▶ PROVIDED TEXT:
---

See how parse() calls parse_passage(), which might call parse_choice(), which might call parse_condition()? The call stack naturally mirrors the structure of the language. That's the "recursive" part of recursive descent.

The Parser's Toolbox

Every parser needs a few basic operations:

// Look at the current token without consuming it
fn current_token(&self) -> &Token { ... }

// Move to the next token and return the previous one
fn advance(&mut self) -> &SpannedToken { ... }

// Demand a specific token (error if it's not there)
fn consume(&mut self, expected: &Token, message: &str)
    -> Result<SpannedToken, ParseError> { ... }

// Check if the current token matches (without consuming)
fn check(&self, token: &Token) -> bool { ... }

// Consume if it matches, return whether it matched
fn match_token(&mut self, token: &Token) -> bool { ... }

These simple building blocks let you write parsing code that reads almost like a description of the language:

fn parse_choice(&mut self) -> Result<Choice, ParseError> {
    self.consume(&Token::ChoiceMarker, "Expected *")?;
    self.consume(&Token::LBracket, "Expected [")?;

    let text = /* collect text until ] */;

    self.consume(&Token::RBracket, "Expected ]")?;

    // Optional condition: { ... }
    let condition = if self.check(&Token::LBrace) {
        Some(self.parse_condition()?)

---

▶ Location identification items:
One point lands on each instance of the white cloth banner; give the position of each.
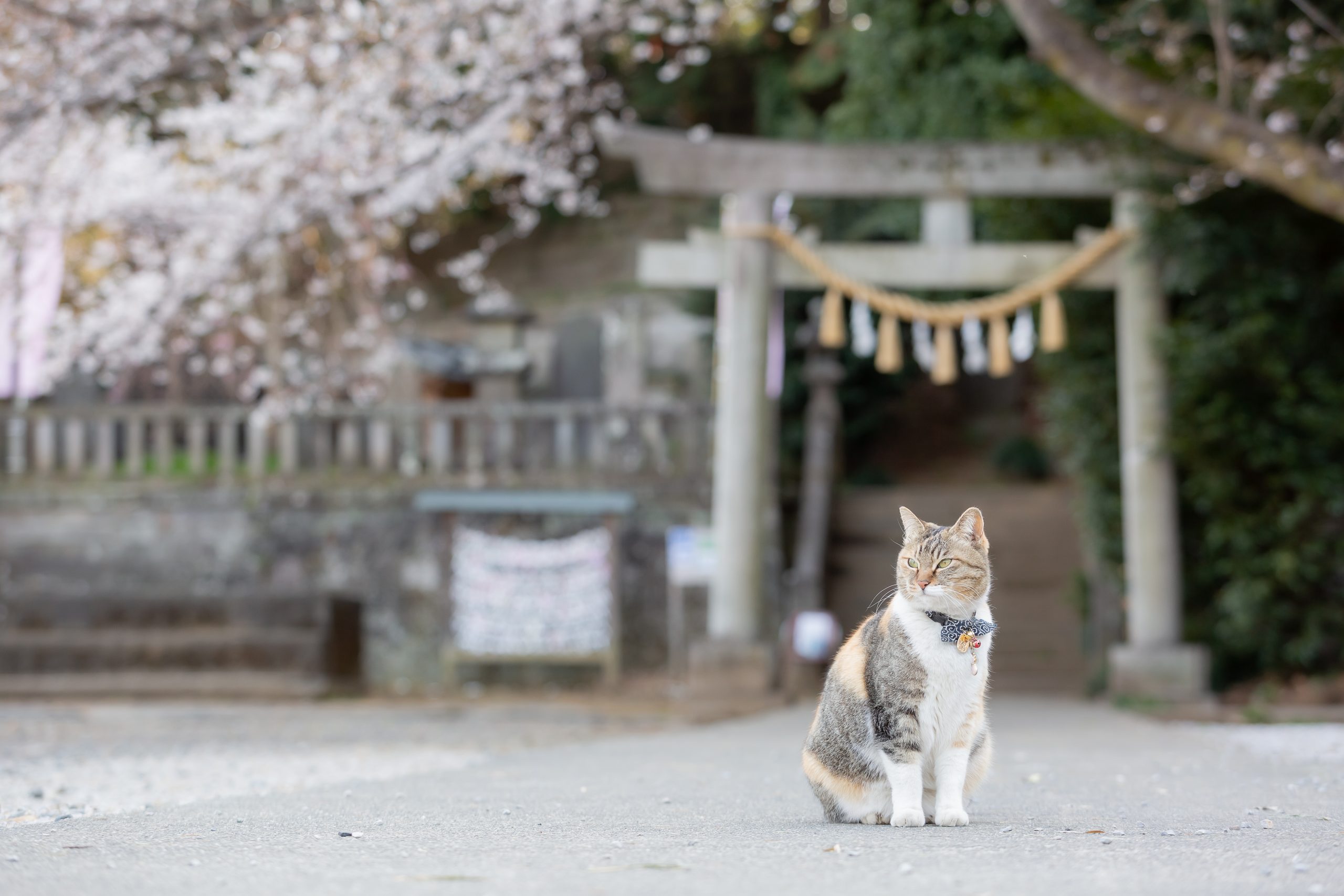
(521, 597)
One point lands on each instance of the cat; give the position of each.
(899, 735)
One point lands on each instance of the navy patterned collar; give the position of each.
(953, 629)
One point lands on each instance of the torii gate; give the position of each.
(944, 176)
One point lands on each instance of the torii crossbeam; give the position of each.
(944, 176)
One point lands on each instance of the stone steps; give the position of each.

---

▶ THE EXERCISE: Continue the recursive-descent parser text, starting immediately after its final line of code.

▶ REPLY:
    } else {
        None
    };

    // Parse effects and navigation...
    Ok(Choice { text, condition, effects, target, span })
}

Good Errors Matter

One mark of a well-designed parser is helpful error messages. Because we track spans (where each token came from), we can tell users exactly where things went wrong:

pub enum ParseError {
    #[error("unexpected token: expected {expected}, found {found}")]
    UnexpectedToken {
        expected: String,
        found: String,
        span: Span,  // Points to the exact location
    },

    #[error("invalid condition: {message}")]
    InvalidCondition { message: String, span: Span },
}

Instead of "syntax error somewhere," users get "expected ']' at line 5, column 23." That's the difference between frustration and understanding.


Stage 3: The Abstract Syntax Tree

File: src/ast.rs

The parser produces an Abstract Syntax Tree (AST)—a tree-shaped data structure that represents the program. It's "abstract" because it captures the meaning without the syntactic noise. No parentheses, no commas, no worrying about whitespace—just pure structure.

The Shape of Our Tree

Here's what spween's AST looks like:

/// A complete scene file
pub struct Scene {
    pub meta: SceneMeta,        // Frontmatter data
    pub passages: Vec<Passage>, // Named sections
    pub span: Span,
}

/// A passage (named section)
pub struct Passage {
    pub name: SmolStr,              // "intro", "conversation"
    pub content: Vec<PassageContent>,
    pub span: Span,
}

/// What can appear in a passage
pub enum PassageContent {
    Prose(Prose),      // Narrative text
    Choice(Choice),    // Player decision point
    Effect(Effect),    // State modification
}

/// A player choice
pub struct Choice {
    pub text: SmolStr,                    // "[Approach them]"
    pub condition: Option<Condition>,     // { courage >= 5 }
    pub effects: Vec<Effect>,             // ~ courage -= 1
    pub target: Option<NavigationTarget>, // -> conversation
    pub span: Span,
}

Each struct and enum clearly represents one concept from our language. A Scene contains Passages, a Passage contains PassageContent items, and so on.

Why Trees?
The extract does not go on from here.